[BEGIN PROVIDED DATA]
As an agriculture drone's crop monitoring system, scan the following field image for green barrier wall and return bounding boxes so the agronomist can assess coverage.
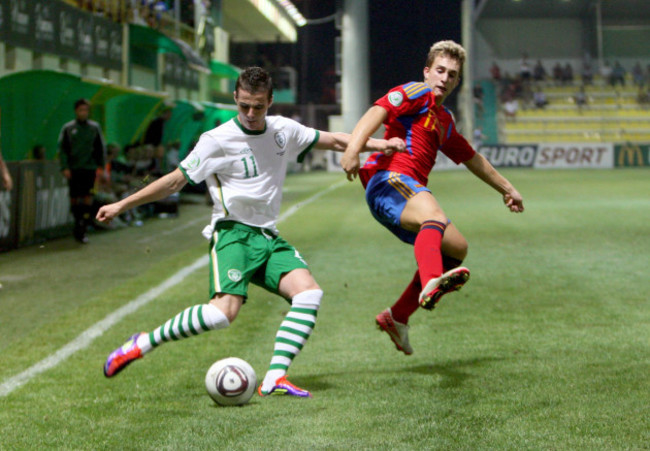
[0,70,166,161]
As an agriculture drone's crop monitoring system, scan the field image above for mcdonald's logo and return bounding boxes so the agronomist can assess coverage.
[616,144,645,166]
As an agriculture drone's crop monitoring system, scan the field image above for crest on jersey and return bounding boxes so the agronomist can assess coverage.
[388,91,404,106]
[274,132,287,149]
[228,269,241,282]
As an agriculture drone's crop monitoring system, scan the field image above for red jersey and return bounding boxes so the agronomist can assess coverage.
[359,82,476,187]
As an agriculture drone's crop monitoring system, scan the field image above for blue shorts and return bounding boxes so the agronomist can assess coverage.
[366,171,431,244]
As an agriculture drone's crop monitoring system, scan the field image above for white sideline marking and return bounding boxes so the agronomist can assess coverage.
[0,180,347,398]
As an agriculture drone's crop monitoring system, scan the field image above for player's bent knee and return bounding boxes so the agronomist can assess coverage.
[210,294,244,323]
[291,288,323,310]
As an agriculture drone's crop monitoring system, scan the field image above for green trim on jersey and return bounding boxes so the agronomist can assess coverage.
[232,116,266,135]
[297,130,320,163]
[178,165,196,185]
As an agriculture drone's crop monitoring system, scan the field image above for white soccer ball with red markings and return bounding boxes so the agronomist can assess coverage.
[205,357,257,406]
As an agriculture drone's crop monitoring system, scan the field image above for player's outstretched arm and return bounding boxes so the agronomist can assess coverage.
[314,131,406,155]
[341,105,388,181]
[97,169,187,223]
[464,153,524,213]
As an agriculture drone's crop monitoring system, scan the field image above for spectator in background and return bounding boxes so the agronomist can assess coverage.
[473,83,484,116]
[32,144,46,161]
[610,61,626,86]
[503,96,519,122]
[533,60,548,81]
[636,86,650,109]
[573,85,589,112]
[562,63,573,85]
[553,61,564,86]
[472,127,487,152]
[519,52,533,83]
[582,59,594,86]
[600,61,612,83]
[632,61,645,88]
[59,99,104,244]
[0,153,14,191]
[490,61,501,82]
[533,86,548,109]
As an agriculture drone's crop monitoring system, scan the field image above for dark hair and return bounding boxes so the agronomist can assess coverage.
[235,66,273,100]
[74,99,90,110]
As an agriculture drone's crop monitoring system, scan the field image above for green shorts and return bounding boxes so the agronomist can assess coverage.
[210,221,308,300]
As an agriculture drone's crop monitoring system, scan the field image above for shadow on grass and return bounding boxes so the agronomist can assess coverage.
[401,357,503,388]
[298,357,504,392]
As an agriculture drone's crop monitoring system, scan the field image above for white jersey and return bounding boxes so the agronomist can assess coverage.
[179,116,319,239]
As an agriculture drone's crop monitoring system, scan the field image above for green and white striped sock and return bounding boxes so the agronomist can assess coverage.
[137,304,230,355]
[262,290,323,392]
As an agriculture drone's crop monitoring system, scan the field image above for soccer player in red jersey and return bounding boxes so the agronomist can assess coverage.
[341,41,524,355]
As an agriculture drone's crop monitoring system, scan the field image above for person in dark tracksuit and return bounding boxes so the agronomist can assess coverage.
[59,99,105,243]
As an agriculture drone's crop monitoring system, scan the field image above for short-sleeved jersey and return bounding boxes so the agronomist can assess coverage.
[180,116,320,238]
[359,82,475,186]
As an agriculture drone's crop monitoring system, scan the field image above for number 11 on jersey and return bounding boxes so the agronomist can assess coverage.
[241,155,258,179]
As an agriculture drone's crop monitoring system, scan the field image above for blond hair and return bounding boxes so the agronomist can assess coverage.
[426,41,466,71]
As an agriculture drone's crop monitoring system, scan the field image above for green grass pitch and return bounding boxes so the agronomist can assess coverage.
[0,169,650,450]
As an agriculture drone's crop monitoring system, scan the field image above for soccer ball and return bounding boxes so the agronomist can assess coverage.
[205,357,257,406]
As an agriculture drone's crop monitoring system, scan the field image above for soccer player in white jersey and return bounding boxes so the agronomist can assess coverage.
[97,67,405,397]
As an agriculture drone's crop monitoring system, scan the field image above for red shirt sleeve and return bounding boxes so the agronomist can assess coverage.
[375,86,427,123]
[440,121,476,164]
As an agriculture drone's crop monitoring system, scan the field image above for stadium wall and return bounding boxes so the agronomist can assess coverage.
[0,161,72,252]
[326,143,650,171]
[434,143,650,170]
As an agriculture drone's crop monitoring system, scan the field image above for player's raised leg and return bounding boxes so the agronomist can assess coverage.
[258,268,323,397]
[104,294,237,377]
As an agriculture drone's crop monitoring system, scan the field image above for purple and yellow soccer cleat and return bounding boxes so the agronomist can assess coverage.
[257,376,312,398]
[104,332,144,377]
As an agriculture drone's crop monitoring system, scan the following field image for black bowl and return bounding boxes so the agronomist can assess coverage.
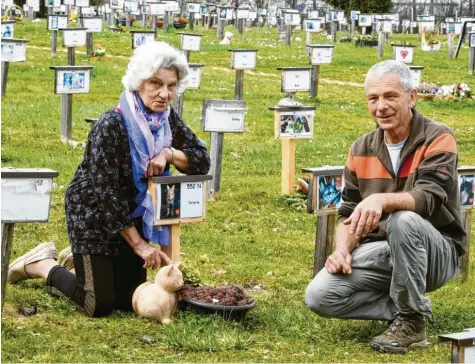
[END PROVIDED DATA]
_AIM_
Render as a JSON list of strings the items from the line containing "above for person" through the line containing "[434,143,650,170]", both included. Use one string per line and omit blank lines.

_RESPONSE BELOW_
[
  "As an agriculture drone's crop monitoring system, scan the field image above for person in dark tracksuit and return bounding boxes so the agronomist can assess coverage.",
  "[59,99,105,243]",
  "As an agriculture drone's crop monitoring system, scan the field image above for short-sleeved jersey and return bounding boxes so the agronomist can assess coverage.",
  "[180,116,320,238]",
  "[359,82,475,186]",
  "As an agriculture drone's crop monitoring system, scan the field image above for number 11 on jersey and return bounding boxes so the agronomist can assess coverage.",
  "[241,155,258,179]",
  "As an agriculture drone's crop monitoring system, scan the field image above for blond hair and return bounding boxes so the agronomist can assess coverage.",
  "[426,41,466,71]",
  "As an agriculture drone's crop monitoring system, scan the field image above for green grass pitch and return bounding boxes so the agronomist can assess coverage.",
  "[0,169,650,450]",
  "As an agriculture drone's crop monitoring system, scan the field image above for soccer ball and return bounding boxes so the agronomist can assess coverage.",
  "[205,357,257,406]",
  "As an agriculture drone's crop monitoring system, scan the field image above for soccer player in white jersey and return bounding boxes so the agronomist can assess coverage.",
  "[97,67,405,397]",
  "As an agriculture drone's crop monitoring system, scan the field image above for red shirt sleeve and return bounding boxes so the agronomist can assess coverage.",
  "[375,86,427,123]",
  "[440,121,476,164]",
  "As an agriculture drone's crop monitoring system, scan the field image above for stadium wall and return bounding boxes so the agronomist can assess coverage.",
  "[0,161,72,252]",
  "[326,143,650,171]",
  "[434,143,650,170]"
]